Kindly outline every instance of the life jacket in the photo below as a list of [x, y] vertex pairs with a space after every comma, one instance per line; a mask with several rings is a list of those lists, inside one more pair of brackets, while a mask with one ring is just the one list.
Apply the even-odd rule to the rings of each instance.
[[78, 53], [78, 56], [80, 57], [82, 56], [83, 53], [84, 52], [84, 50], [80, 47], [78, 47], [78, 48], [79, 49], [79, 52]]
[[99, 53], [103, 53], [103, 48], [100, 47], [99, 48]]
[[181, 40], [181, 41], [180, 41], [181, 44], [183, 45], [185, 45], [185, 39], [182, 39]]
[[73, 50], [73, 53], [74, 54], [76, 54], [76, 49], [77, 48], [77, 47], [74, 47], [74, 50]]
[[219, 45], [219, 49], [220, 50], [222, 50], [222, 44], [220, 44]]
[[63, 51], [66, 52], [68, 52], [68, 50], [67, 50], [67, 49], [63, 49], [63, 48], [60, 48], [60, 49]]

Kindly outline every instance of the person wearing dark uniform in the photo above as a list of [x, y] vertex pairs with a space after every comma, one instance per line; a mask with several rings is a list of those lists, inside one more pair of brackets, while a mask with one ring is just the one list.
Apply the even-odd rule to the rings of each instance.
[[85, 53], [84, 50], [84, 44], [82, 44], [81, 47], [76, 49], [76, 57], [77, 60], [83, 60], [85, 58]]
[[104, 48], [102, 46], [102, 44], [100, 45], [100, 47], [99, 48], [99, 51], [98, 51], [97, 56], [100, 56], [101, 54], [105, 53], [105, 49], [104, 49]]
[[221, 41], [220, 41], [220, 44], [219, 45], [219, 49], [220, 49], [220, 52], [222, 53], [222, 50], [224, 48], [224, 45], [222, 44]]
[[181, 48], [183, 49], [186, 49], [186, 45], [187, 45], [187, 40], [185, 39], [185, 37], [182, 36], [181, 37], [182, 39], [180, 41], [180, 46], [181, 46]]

- THE TASK
Rewrite all of the entries above with "vertex pairs" changed to "coordinate pairs" everywhere it occurs. Leave everything else unchanged.

- WRITTEN REPLY
Kindly outline every instance of the life jacket in the photo below as a list of [x, y] coordinate pairs with a space after every comma, one instance per line; a mask with several rings is a list of those lists, inside one more pair of brackets, while a mask with one ring is just the one list.
Apply the even-odd rule to the rings of each instance.
[[78, 53], [78, 56], [80, 57], [82, 56], [83, 53], [84, 52], [84, 50], [80, 47], [78, 47], [78, 48], [79, 49], [79, 52]]
[[99, 53], [103, 53], [103, 48], [100, 47], [99, 48]]
[[181, 40], [181, 41], [180, 41], [181, 44], [183, 45], [185, 45], [185, 39], [182, 39]]
[[73, 50], [73, 53], [74, 54], [76, 54], [76, 49], [77, 48], [77, 47], [74, 47], [74, 50]]
[[219, 45], [219, 49], [220, 50], [222, 50], [222, 44], [220, 44]]
[[63, 51], [66, 52], [68, 52], [68, 50], [67, 50], [67, 49], [63, 49], [63, 48], [60, 48], [60, 49]]

Kindly outline every instance of the person wearing dark uniform in the photo above as a list of [x, y] coordinate pairs with a space after every comma, one instance per line; a mask with several rings is a list of those lists, inside one more pair of brackets, while a mask with one ring is just the one list.
Apply the even-odd rule to the rings of each instance.
[[85, 53], [84, 50], [84, 44], [82, 44], [81, 47], [76, 49], [76, 57], [77, 60], [83, 60], [85, 58]]
[[104, 48], [102, 46], [102, 44], [100, 45], [100, 47], [99, 48], [99, 51], [98, 51], [97, 56], [100, 56], [101, 54], [105, 53], [105, 49], [104, 49]]
[[221, 41], [220, 41], [220, 44], [219, 45], [219, 49], [220, 49], [220, 52], [222, 53], [222, 50], [224, 48], [224, 45], [222, 44]]
[[181, 48], [183, 49], [186, 49], [186, 45], [187, 45], [187, 40], [185, 39], [185, 37], [182, 36], [181, 37], [182, 39], [180, 41], [180, 46], [181, 46]]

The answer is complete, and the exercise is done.